* _WORK INSTRUCTIONS_:
Report each line in the records that contains the string "left", copying every such line in full.
>> Start DATASET ROWS
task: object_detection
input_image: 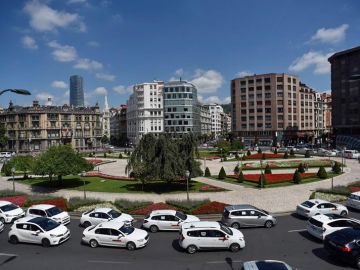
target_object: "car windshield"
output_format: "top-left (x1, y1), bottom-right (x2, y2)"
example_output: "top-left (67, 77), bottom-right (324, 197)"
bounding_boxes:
>> End DATASET ROWS
>> Start DATASET ROWS
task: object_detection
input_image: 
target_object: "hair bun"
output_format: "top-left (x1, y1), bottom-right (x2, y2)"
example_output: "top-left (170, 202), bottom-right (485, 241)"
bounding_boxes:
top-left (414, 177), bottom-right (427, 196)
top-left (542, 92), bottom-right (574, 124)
>> End DATASET ROWS
* _THE OUTPUT_:
output_format: "top-left (x1, y1), bottom-right (x2, y2)"
example_output: "top-left (67, 77), bottom-right (324, 197)"
output_format: "top-left (x1, y1), bottom-right (x2, y2)"
example_output: "top-left (170, 202), bottom-right (485, 241)"
top-left (414, 177), bottom-right (427, 196)
top-left (542, 92), bottom-right (574, 124)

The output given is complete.